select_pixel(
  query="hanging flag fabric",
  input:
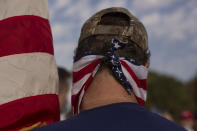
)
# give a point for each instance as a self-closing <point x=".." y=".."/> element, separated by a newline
<point x="130" y="74"/>
<point x="28" y="72"/>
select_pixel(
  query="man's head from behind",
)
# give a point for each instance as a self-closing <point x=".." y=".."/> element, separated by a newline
<point x="97" y="37"/>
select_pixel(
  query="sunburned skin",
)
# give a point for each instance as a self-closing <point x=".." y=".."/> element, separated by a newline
<point x="105" y="90"/>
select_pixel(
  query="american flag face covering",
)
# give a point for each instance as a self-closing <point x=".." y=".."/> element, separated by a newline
<point x="131" y="75"/>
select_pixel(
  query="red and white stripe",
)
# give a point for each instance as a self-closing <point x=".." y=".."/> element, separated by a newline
<point x="85" y="69"/>
<point x="28" y="72"/>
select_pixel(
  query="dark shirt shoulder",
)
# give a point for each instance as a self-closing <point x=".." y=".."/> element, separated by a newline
<point x="115" y="117"/>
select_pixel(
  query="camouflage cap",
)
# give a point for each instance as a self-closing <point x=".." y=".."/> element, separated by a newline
<point x="136" y="31"/>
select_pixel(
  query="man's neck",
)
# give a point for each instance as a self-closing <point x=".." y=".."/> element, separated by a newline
<point x="105" y="90"/>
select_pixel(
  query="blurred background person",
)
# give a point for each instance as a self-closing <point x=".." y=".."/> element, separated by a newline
<point x="187" y="120"/>
<point x="64" y="88"/>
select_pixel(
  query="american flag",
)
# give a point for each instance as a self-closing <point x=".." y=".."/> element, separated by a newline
<point x="85" y="68"/>
<point x="28" y="72"/>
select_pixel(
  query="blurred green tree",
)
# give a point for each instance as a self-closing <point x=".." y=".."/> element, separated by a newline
<point x="168" y="94"/>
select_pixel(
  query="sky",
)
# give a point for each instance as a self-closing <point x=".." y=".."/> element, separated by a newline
<point x="171" y="27"/>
_ _ _ _
Without the pictures, retype the whole of the material above exactly.

Reply
select_pixel(
  query="hanging flag fabric",
  input:
)
# give a point for each instance as a self-closing <point x=".." y=".."/> element, separated by a newline
<point x="130" y="74"/>
<point x="28" y="72"/>
select_pixel(
  query="man's head from behind",
)
# give a point for each instance as a self-closing <point x=".." y=".."/> element, separated by a newline
<point x="97" y="37"/>
select_pixel(
  query="sunburned skin",
)
# give a point for each instance as a self-closing <point x=".." y=".."/> element, separated by a newline
<point x="105" y="90"/>
select_pixel(
  query="american flag face covering",
)
# give a point for each instance as a self-closing <point x=".." y=".."/> element, separated by a newline
<point x="131" y="75"/>
select_pixel(
  query="red and white stripe",
)
# give a point for each instance as a self-closing <point x=".." y=".."/> element, separated by a newline
<point x="85" y="69"/>
<point x="28" y="72"/>
select_pixel(
  query="dark shirt shoulder",
)
# give a point for each instance as a self-closing <point x=".." y=".."/> element, separated by a newline
<point x="115" y="117"/>
select_pixel(
  query="camouflage cap",
)
# give a point for each instance as a self-closing <point x=".." y=".."/> element, separated by a newline
<point x="136" y="31"/>
select_pixel(
  query="man's neck",
)
# give a point for each instance as a self-closing <point x=".." y=".."/> element, separated by a newline
<point x="105" y="90"/>
select_pixel(
  query="blurred background person",
)
# give a point for each instance as a self-closing <point x=".." y=".."/> element, separated by a newline
<point x="187" y="120"/>
<point x="64" y="88"/>
select_pixel(
  query="american flag",
)
# give a point for each instance as a self-closing <point x=".." y=".."/> element, separated by a newline
<point x="85" y="68"/>
<point x="28" y="72"/>
select_pixel(
  query="blurred green tree",
)
# give a point for each instance as a self-closing <point x=".." y=".."/> element, separated by a newline
<point x="168" y="94"/>
select_pixel(
  query="sky",
)
# give a point for each instance as a self-closing <point x=".." y=".."/> element, separated by a newline
<point x="171" y="27"/>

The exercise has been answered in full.